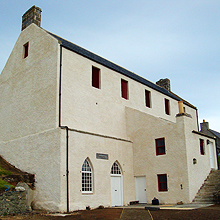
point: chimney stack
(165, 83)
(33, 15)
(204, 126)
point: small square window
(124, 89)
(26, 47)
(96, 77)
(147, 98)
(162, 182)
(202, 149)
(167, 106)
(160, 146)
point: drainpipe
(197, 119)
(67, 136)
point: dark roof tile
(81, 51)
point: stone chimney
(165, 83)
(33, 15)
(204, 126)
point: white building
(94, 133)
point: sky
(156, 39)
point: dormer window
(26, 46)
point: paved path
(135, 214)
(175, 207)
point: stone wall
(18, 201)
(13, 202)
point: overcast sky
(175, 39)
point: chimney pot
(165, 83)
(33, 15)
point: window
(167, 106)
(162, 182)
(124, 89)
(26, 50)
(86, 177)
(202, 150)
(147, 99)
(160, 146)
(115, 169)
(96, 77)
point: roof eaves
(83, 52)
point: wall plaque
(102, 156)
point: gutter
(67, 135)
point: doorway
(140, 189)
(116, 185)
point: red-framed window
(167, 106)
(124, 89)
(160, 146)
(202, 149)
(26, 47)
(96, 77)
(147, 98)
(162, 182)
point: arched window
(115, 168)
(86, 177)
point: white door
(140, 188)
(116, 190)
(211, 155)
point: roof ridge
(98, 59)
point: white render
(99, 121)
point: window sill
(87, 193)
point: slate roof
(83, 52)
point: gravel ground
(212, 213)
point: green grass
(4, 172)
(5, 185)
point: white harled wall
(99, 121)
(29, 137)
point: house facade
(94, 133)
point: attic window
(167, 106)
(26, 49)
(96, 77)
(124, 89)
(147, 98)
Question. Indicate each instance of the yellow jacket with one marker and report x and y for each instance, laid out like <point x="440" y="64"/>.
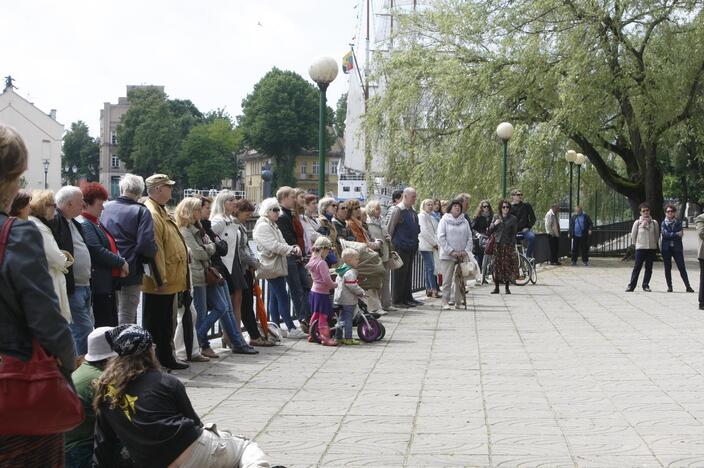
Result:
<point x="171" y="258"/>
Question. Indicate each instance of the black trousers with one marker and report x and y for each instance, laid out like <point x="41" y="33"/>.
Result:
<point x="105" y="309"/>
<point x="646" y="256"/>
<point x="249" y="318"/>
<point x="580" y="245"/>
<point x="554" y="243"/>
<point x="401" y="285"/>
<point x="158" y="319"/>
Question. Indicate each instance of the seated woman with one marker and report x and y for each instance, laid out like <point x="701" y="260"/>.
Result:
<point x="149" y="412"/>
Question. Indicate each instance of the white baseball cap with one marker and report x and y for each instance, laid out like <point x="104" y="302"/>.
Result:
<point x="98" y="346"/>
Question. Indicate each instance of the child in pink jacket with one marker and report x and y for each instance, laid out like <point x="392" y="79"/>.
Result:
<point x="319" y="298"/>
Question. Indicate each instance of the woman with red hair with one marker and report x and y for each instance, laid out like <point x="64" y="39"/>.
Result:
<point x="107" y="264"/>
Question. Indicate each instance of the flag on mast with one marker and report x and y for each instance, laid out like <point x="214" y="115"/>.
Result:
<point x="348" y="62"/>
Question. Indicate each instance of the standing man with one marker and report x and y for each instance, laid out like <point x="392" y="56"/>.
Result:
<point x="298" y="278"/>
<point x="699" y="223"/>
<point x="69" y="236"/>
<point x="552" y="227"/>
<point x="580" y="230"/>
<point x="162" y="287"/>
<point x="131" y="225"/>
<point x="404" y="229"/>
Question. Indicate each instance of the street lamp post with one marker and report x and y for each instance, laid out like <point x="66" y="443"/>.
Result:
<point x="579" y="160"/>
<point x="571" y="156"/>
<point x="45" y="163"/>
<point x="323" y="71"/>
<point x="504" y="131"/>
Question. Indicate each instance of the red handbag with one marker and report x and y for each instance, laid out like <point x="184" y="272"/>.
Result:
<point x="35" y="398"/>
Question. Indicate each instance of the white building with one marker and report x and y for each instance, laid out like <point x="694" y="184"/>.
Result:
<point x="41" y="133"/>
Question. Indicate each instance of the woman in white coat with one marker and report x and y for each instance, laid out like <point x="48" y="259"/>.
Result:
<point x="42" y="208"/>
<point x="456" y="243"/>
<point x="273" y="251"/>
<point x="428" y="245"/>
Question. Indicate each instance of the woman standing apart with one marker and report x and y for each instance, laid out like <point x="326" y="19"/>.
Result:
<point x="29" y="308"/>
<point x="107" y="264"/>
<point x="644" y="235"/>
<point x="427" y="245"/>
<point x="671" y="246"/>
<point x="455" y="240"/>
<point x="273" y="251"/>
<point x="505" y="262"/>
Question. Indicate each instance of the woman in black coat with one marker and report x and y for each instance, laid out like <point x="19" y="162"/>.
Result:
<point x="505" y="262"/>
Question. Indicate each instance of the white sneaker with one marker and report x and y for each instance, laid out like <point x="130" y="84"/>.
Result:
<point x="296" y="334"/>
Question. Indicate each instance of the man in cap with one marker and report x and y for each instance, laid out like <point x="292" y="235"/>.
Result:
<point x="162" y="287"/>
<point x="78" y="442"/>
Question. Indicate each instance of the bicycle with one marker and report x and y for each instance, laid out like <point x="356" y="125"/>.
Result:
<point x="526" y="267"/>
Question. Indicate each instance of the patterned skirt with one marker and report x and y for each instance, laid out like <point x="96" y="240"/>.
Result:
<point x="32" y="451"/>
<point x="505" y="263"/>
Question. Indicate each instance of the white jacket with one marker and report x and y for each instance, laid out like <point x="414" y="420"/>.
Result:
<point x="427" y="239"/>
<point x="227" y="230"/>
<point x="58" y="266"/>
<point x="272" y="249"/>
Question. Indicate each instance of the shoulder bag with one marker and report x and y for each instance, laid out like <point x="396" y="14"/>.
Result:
=====
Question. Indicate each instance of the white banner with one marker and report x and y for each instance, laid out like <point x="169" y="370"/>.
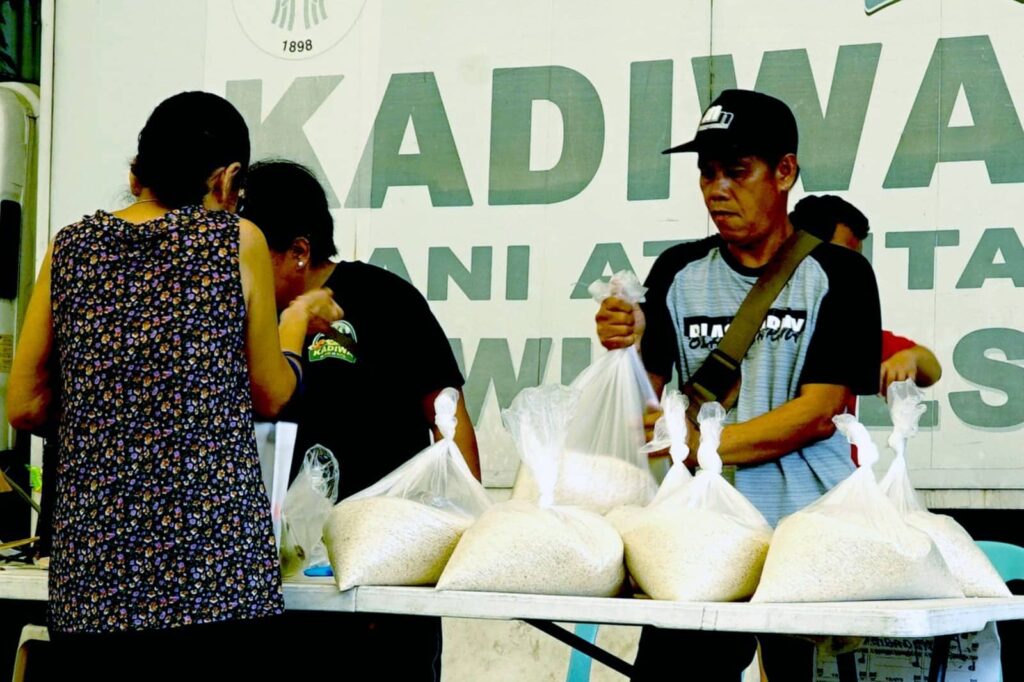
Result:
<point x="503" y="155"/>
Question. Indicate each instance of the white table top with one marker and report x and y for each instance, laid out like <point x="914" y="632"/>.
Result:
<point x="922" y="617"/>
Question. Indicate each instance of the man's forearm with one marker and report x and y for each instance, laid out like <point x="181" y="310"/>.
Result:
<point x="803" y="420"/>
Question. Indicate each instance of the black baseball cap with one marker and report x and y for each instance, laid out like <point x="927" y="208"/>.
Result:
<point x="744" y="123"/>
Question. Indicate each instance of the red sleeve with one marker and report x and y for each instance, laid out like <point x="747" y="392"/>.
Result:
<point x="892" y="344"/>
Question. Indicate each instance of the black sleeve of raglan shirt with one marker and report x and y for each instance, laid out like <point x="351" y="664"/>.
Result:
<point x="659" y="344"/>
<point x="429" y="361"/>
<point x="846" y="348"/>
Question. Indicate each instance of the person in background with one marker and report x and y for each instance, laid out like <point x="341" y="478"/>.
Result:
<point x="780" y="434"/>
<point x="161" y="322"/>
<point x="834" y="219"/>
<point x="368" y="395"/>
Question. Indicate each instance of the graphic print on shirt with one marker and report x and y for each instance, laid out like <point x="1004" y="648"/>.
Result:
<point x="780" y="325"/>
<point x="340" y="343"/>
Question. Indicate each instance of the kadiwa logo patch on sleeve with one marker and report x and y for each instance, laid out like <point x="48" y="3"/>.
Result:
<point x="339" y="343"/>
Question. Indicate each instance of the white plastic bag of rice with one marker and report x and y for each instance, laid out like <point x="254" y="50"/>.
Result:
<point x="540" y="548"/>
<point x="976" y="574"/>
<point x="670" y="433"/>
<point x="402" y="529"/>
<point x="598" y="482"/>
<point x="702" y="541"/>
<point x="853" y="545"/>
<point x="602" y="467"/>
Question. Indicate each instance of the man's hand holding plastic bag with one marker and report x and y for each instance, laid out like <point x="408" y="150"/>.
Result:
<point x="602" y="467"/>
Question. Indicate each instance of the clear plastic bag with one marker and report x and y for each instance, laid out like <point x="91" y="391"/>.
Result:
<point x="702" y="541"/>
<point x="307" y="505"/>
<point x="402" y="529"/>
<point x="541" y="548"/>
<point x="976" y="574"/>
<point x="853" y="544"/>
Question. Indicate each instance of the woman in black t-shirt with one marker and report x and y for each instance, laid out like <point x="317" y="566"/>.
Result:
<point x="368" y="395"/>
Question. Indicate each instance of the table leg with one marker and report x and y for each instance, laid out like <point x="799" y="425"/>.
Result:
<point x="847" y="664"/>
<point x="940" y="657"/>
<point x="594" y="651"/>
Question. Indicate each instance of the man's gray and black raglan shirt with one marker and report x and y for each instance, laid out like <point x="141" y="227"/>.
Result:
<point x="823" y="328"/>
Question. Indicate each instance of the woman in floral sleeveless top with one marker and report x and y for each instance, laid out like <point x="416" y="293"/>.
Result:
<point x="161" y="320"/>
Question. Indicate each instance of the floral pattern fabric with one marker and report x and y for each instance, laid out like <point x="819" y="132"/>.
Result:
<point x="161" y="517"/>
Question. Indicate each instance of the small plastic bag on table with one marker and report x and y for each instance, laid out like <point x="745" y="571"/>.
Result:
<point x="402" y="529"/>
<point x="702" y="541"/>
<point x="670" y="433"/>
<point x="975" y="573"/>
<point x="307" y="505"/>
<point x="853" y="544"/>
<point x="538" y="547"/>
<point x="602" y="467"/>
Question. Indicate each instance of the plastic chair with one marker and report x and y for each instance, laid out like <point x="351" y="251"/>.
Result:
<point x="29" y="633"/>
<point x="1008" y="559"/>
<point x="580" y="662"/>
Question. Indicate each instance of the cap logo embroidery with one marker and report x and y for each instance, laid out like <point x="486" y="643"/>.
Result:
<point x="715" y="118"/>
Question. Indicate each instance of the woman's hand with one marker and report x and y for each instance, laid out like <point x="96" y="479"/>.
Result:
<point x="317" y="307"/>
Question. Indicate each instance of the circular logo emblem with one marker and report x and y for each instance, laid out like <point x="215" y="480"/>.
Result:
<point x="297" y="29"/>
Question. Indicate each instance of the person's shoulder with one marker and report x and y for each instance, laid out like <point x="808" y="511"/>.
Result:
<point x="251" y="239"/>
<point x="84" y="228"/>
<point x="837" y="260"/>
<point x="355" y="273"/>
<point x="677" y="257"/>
=====
• [ASSIGNMENT]
Across the data, find each line that has "jacket" in it and copy that line.

• [ANSWER AREA]
Question. Indicate each instance of the yellow jacket with one marker and report x and y for each instance, laid out like <point x="440" y="64"/>.
Question. Indicate each instance of the child in pink jacket with one marker and report x and y for each instance, laid out like <point x="392" y="79"/>.
Question. Indicate each instance of the white jacket with one marker and report x and y for each instance, laid out like <point x="414" y="420"/>.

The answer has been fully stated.